[Selected text]

Nursing cuts warning, the breastfeeding ‘bribe’ and another reason to avoid too much meat
A round-up of the health news headlines on Tuesday 12 November
Front page news on The Guardian this morning is the claim that patients are being put at risk because NHS hospitals are functioning with 20,000 fewer nurses than they need across England. According to Royal College of Nursing chiefs, as many as one in six nursing posts at some hospitals are being kept vacant, as managers try to meet the Whitehall-ordered drive to save £20 billion by 2015.
The figures come from responses to a Freedom of Information request from 61 out of 161 trusts, revealing an average 6% vacancy rate.
The college’s report concludes understaffing on this scale ‘will have serious consequences for patient safety’.
The other big story this morning is a pilot scheme to reward new mothers with £200 worth of shopping vouchers if they breastfeed their babies. The Daily Telegraph explains the trial starts today in South Yorkshire and Derbyshire and will involve 130 new mothers, who will be offered £120 in vouchers for high-street stores if they breastfeed for six weeks and a further £80 at six months. University of Sheffield researchers behind it hope it will boost breastfeeding rates, which are among the worse in the world. But critics have slammed the scheme as a system of ‘bribes’ that sets a ‘dangerous and insidious precedent’.

[/Selected text]
[Source data]

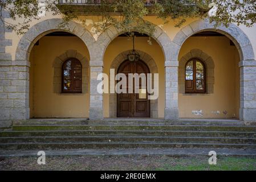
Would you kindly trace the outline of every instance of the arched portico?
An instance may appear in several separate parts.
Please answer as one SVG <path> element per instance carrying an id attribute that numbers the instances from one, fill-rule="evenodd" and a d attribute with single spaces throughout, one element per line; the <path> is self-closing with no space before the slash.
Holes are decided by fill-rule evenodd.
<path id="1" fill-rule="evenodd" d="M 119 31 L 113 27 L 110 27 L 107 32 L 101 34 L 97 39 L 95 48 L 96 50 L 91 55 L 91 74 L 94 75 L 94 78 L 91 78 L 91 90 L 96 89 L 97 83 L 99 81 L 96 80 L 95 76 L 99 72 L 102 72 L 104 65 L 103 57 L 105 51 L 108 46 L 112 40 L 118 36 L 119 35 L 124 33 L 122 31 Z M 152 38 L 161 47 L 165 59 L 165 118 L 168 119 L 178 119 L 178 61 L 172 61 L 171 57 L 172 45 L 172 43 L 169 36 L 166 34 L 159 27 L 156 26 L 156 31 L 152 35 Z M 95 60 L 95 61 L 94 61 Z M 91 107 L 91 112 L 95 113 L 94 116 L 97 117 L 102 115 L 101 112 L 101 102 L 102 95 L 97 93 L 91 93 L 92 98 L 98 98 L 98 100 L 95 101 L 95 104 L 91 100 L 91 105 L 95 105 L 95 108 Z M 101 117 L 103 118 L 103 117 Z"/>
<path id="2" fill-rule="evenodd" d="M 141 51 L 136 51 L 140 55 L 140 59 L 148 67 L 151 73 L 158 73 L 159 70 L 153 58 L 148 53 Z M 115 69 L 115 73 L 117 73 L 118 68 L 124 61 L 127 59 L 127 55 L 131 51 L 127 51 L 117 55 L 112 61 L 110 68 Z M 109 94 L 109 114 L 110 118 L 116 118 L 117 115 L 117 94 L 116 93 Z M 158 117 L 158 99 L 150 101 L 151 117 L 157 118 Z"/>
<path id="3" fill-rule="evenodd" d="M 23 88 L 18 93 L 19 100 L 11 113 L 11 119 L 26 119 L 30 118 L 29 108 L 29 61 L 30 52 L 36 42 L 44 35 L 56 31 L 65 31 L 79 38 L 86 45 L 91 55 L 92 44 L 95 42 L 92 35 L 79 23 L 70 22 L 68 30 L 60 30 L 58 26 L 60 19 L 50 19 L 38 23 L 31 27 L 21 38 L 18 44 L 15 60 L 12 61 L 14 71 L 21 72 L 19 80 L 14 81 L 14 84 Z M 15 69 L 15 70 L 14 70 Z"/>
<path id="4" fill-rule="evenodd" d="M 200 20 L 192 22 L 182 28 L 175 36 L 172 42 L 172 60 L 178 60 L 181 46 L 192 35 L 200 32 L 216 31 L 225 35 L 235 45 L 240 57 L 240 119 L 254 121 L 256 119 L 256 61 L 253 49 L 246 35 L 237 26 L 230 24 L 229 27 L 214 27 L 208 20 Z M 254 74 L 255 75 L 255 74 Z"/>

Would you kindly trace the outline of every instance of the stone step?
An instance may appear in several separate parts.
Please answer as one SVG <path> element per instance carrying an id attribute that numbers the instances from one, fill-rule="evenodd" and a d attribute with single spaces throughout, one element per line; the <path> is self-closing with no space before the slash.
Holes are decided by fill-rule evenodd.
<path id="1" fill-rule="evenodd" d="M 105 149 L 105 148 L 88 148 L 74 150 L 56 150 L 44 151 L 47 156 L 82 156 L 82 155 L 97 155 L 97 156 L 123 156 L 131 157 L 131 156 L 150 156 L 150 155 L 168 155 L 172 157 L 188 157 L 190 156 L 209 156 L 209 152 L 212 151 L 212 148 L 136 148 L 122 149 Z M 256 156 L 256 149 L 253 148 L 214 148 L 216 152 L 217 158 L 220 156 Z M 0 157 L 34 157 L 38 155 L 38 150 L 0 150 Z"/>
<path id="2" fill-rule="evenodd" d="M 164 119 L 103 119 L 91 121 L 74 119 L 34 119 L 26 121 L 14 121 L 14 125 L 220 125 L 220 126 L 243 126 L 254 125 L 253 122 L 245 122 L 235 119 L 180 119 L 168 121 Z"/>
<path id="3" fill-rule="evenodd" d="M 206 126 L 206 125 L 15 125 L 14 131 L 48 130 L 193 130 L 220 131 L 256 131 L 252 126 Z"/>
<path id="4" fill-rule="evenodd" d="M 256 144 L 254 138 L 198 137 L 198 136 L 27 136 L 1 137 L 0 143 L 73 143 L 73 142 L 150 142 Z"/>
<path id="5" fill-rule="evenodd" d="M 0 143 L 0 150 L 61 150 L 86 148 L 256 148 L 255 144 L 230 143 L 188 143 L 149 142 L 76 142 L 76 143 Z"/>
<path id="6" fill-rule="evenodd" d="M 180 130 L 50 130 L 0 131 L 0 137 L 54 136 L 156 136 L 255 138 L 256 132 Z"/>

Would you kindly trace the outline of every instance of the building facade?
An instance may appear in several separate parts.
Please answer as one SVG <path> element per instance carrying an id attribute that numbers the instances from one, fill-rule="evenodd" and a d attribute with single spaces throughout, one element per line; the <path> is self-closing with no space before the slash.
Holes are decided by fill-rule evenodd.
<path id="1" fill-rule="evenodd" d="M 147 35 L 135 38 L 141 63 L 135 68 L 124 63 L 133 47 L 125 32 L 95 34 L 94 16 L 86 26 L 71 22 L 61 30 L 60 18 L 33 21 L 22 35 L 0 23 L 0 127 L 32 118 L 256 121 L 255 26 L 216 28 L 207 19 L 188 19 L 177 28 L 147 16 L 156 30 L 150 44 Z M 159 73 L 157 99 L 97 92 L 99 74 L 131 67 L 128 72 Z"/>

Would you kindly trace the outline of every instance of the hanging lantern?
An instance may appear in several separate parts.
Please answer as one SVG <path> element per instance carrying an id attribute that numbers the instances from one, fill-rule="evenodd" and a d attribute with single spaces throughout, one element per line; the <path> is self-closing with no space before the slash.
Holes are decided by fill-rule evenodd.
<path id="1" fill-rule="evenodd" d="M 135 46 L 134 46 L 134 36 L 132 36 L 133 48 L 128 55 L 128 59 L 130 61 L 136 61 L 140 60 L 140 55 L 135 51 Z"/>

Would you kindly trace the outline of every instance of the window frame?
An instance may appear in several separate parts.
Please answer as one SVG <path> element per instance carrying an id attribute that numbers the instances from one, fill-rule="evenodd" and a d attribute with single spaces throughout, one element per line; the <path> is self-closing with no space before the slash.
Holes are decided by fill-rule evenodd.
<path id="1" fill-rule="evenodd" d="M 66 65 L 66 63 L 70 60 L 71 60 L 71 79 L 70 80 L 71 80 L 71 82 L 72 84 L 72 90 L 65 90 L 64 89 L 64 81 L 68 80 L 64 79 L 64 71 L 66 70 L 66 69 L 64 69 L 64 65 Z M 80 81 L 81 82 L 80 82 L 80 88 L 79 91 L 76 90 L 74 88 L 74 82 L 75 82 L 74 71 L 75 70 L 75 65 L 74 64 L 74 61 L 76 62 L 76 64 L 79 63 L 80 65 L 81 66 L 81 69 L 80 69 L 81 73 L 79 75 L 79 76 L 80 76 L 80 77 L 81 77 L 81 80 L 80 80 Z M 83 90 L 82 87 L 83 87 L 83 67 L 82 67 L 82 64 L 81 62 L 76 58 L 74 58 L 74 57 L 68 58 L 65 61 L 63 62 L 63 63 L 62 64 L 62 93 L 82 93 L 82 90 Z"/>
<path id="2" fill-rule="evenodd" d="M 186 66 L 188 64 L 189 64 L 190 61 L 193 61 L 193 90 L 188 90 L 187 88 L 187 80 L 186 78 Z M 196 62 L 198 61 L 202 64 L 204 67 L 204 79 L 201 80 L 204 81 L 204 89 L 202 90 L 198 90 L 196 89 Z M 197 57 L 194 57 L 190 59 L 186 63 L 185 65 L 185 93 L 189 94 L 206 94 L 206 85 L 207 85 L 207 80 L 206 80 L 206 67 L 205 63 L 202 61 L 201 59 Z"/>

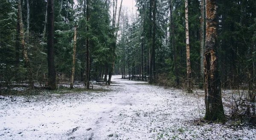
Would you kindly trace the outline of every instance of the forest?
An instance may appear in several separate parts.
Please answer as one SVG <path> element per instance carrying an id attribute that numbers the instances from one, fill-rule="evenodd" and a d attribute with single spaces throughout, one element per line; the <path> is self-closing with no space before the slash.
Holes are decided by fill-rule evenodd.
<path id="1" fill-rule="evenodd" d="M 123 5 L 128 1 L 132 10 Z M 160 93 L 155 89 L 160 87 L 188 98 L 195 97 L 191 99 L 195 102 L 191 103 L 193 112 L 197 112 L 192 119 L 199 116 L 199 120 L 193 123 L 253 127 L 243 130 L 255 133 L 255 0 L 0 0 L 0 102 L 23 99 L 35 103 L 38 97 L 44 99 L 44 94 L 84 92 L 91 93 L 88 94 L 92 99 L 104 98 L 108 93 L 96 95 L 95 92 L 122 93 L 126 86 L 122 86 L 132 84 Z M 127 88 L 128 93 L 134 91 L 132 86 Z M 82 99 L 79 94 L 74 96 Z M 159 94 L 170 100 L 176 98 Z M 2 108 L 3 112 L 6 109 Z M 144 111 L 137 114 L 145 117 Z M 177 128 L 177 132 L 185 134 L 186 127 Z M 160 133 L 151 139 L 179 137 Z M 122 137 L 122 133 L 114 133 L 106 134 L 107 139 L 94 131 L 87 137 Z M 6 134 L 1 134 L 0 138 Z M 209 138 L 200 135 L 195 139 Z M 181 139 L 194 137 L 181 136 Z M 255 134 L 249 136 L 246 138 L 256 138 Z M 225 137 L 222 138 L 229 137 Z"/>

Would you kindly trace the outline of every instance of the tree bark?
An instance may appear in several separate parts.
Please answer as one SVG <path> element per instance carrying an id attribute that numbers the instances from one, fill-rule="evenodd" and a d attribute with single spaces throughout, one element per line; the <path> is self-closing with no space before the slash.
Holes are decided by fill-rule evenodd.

[/Source data]

Task to complete:
According to the health news round-up, how many new mothers will take part in the breastfeeding voucher trial? The records were taken from a different source than the text.

Response:
130 new mothers will take part in the trial.